━━━ Page extract ━━━

Where are today’s witnesses to peace in the Holy Lands?

George is a visiting fellow at the London School of Economics and an Anglican priest.

Dots of light, caused by missles, fall across a night sky above the city
Iranian missiles above Jerusalem.
BBC News.

The evil shooting stars of ballistic weaponry over Jerusalem would have been clearly visible from Bethlehem, just to the south of the capital in the occupied West Bank, last Monday evening.  

“Above thy deep and dreamless sleep/ the silent stars go by” goes the children’s Christmas carol. Nothing deep and dreamless about sleep in the little town of Bethlehem just now. Those deadly Iranian-dispatched stars were silent enough, until their alignment with Israeli ones in the Iron Dome. Then “Whump!” as each star collapsed, leaving a black hole in the night sky. 

How depressing that these shining stars of violence and hatred should hang in the same sky that, it is said, hosted the star to mark the birthplace of the Prince of Peace. Depressing but not surprising. The Christ child grew up to foretell to Jerusalem that “the days will come upon you, when your enemies will set up a barricade around you and surround you and hem you in on every side and tear you down to the ground, you and your children within you.” 

He predicted his own death in Jerusalem. And, for sure, the Christ is still being crucified there, every time a man, woman or child loses their life to that violence and hatred, there or in the surrounding region. 

Where are wiser counsels this week, witnesses to peace in the Holy Lands? The legend has it that magi followed the messianic star to the stable. Who looks to these different stars in the night sky this week and asks what they mean? 

Iran’s hardliners, under Ayatollah Ali Khamenei, can’t countenance a dove with an olive twig.

It’s a bit of a stretch to apply the status of magus to Masoud Pezeshkian, Iran’s new reformist president who had just been sworn in when he watched the rockets launched. His only similarity with the magi may be that he watched those travelling stars in the sky from an eastern perspective. 

But Pezeshkian has, at least, tried to talk of the possibility of peace, among a Middle-Eastern cast who can only speak of war. He arrived back in Iran from the UN general assembly, where he had declared that Iran is “ready to lay down its arms if Israel lays down its arms.” He added: “We want to live in peace.”

━━━ Records shown ━━━

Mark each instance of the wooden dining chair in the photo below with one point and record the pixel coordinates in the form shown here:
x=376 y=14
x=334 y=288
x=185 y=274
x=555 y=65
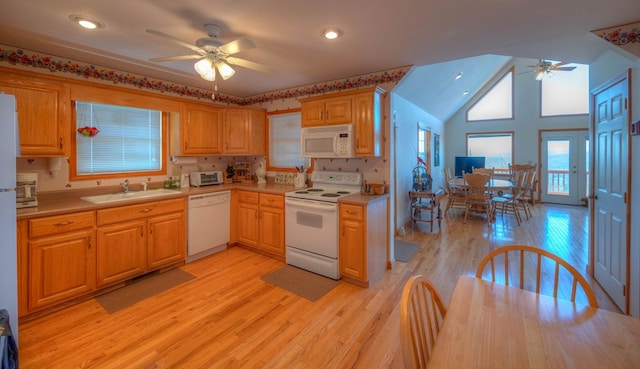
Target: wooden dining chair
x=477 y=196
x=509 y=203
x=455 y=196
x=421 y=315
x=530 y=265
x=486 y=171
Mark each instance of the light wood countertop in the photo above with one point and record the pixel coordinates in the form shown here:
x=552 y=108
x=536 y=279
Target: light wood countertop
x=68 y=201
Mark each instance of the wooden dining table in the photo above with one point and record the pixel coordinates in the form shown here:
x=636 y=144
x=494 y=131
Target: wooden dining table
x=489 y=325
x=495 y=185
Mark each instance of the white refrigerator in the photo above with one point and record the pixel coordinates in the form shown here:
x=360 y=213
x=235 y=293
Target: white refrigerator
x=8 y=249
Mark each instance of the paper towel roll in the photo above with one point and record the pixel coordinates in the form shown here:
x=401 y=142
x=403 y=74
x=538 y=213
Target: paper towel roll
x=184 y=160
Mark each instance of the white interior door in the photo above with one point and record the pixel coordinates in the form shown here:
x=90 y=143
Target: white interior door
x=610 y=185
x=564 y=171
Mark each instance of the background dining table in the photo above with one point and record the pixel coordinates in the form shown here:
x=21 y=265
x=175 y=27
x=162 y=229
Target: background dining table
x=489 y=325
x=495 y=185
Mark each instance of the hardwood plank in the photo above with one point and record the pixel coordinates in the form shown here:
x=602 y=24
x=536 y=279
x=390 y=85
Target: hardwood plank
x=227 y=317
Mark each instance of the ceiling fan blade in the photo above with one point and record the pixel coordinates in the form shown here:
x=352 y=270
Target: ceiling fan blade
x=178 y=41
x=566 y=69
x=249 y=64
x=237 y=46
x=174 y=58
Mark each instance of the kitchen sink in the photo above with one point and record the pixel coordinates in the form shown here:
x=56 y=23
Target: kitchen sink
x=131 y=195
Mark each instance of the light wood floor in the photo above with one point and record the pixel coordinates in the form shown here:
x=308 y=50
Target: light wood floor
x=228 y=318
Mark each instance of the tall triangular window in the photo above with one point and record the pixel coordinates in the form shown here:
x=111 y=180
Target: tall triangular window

━━━

## Short exercise A
In the essay on peace in the Holy Lands, what did Pezeshkian declare at the UN general assembly about Iran's arms?
## Short exercise B
Can you sum up the essay on peace in the Holy Lands in two sentences?
## Short exercise C
Continue the essay on peace in the Holy Lands from the point where it stops.
The records play no part in any of this.

## Task response A
He declared that Iran is "ready to lay down its arms if Israel lays down its arms."

## Task response B
Iranian missiles over Jerusalem, visible from Bethlehem, lead the writer to contrast these stars of violence with the star said to mark the birthplace of the Prince of Peace and to ask where today's witnesses to peace are. Iran's hardliners under Ayatollah Ali Khamenei can't countenance peace, but the new reformist president, Masoud Pezeshkian, has at least spoken of it, telling the UN general assembly that Iran is ready to lay down its arms if Israel does.

## Task response C
Even if it’s not the wolf living with the lamb, or the leopard lying down with the kid, it does at least envisage a time when an Israeli wolf may lie down with the Iranian leopard. But Iran’s hardliners, under Ayatollah Ali Khamenei, can’t countenance a dove with an olive twig. They’re consumed with vengeance for Israel’s killing of their putative military leader, Hezbollah’s Hassan Nasrallah, in Lebanon. And death must always be followed by more death in this scenario. 

Followers of the Nazarene into Jerusalem committed to something very different, a defeat of death as a weapon of despair. Two millennia later, we might expect leaders of a western world founded on the principles of those first followers to speak to peace as the overriding priority for the lands from which their religion derives. 

To draw the West into a war with Iran in defence of Israel. A re-elected president Donald Trump would be a useful dupe for this ploy...

Not a bit of it. Peace in the Holy Lands doesn’t even sound like a strategic aim for the West anymore. On the invasion of Iraq in 2003, the US Army general David Petraeus asked: “Tell me how this ends?” No such foresight today. The all-consuming desire seems solely to show that we’re on Israel’s side, come what may. 

President Joe Biden responded to Iran’s aerial attack by saying that the US is “fully, fully, fully supportive of Israel”. For his part, prime minister Keir Starmer declared that “Britain stands full square” with Israel and supports its “reasonable demand for the security of its people.” Admirable sentiments, but they don’t point to peace any time soon, so long as they encourage Israel (or anyone else) to escalate conflict.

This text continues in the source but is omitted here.